- EXERCISE GOAL
From the post on lighting and talent selection for a color look, print word for word the passage starting with "Thanks for the" and going on through "value to start.".

Thanks for the kind words Fred.

I wouldn't call myself an expert colorists on motion imagery.  I can find my way around, but motion to still is a much different animal, as you know.

This image wasn't that far from what you see.  The real difference was lighting and camera, using a digital back that sees very specific colors, rather than global and the talent isn't moving all over the set.  Also working vertical, rather than a broad horizontal makes specific lighting much easier.

The real thing that makes this work is talent selection.  Sure you can take someone with a dark tan and get the same effect, or close, but it's much better to start with a subject that has this color and tonal value to start.

Also it was shot knowing what the final effect would be.

In regards to shooting this on the REDs (which we did) it looks different.  I can be moved close to the same look, but the cameras are different, the processing is different, the framing is different.

Pointing records
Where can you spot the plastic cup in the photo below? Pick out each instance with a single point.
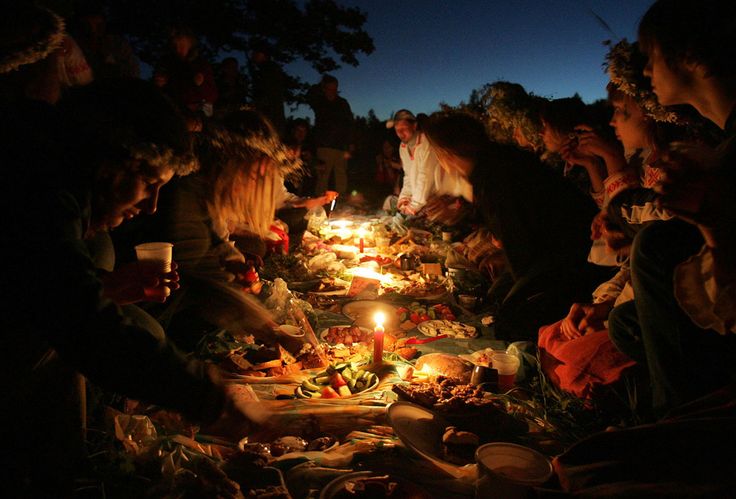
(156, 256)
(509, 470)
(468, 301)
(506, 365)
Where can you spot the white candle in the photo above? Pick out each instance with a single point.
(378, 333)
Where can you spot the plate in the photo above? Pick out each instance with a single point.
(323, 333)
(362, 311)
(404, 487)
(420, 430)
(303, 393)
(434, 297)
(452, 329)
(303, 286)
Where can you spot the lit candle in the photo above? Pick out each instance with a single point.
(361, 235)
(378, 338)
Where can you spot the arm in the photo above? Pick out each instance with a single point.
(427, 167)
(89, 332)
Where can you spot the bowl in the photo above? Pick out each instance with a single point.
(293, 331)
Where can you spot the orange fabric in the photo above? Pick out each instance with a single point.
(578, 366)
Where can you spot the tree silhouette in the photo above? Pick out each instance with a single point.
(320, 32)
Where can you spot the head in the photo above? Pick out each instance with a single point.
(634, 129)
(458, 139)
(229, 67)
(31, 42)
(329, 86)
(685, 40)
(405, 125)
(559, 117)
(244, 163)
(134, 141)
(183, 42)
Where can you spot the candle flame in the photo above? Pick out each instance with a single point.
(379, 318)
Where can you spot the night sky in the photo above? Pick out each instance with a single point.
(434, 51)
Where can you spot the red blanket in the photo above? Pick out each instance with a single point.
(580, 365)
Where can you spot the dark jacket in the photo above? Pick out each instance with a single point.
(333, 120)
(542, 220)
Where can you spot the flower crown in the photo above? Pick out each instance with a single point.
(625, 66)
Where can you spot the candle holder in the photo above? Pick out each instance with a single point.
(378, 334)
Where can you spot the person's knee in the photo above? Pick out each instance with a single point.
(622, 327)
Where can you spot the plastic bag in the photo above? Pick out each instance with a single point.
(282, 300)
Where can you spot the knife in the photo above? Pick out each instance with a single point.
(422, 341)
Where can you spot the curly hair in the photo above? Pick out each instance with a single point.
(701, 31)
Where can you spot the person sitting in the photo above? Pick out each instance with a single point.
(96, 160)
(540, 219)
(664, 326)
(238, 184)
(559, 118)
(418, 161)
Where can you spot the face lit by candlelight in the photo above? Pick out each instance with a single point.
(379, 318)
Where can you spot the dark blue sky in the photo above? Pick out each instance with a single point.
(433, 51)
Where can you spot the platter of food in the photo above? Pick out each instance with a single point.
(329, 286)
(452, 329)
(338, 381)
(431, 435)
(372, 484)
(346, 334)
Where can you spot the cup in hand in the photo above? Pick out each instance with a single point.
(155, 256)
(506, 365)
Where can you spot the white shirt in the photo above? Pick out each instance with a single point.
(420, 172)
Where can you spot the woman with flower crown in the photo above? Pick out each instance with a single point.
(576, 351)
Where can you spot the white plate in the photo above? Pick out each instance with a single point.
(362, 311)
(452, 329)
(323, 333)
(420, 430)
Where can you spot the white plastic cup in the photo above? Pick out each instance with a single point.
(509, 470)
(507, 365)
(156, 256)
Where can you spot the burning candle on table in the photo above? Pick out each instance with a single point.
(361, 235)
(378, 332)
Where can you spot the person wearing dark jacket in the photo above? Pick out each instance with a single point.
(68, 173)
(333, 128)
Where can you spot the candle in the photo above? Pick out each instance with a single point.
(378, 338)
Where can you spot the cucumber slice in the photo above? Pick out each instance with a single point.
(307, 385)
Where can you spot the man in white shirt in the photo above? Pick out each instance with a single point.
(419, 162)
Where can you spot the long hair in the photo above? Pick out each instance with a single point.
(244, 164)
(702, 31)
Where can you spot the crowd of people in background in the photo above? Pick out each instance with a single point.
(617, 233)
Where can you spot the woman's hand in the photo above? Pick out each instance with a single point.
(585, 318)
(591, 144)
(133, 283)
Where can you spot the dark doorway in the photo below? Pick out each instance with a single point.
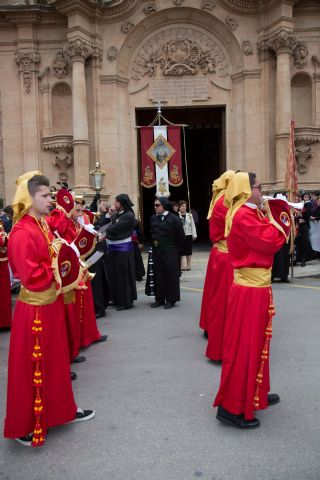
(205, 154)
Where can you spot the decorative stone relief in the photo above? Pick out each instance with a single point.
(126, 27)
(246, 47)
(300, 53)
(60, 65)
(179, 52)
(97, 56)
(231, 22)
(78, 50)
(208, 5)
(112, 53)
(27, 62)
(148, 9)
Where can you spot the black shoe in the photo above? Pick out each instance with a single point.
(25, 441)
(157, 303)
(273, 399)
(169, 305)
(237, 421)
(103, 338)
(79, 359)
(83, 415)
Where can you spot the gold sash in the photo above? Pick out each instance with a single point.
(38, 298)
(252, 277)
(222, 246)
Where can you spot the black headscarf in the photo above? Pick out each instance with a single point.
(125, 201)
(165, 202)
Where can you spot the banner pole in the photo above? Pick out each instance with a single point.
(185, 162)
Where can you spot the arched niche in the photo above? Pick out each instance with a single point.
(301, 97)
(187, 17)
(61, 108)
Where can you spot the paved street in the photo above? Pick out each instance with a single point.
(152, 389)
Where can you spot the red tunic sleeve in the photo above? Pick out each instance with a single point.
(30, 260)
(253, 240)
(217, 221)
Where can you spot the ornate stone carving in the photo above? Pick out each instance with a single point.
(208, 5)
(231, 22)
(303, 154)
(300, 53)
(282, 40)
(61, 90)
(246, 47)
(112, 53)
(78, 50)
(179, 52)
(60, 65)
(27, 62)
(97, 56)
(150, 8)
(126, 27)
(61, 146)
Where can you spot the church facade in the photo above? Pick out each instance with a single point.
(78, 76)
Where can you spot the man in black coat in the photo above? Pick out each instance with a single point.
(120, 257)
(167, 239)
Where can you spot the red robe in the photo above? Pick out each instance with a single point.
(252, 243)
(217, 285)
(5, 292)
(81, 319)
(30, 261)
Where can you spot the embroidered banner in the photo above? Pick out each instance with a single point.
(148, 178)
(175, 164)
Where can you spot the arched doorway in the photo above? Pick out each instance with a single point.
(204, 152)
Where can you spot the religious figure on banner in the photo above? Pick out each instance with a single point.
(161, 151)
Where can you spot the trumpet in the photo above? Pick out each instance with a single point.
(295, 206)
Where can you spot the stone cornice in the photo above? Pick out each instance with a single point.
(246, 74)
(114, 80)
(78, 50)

- RESULT OF THIS EXERCISE
Thanks for the kind words Fred.

I wouldn't call myself an expert colorists on motion imagery.  I can find my way around, but motion to still is a much different animal, as you know.

This image wasn't that far from what you see.  The real difference was lighting and camera, using a digital back that sees very specific colors, rather than global and the talent isn't moving all over the set.  Also working vertical, rather than a broad horizontal makes specific lighting much easier.

The real thing that makes this work is talent selection.  Sure you can take someone with a dark tan and get the same effect, or close, but it's much better to start with a subject that has this color and tonal value to start.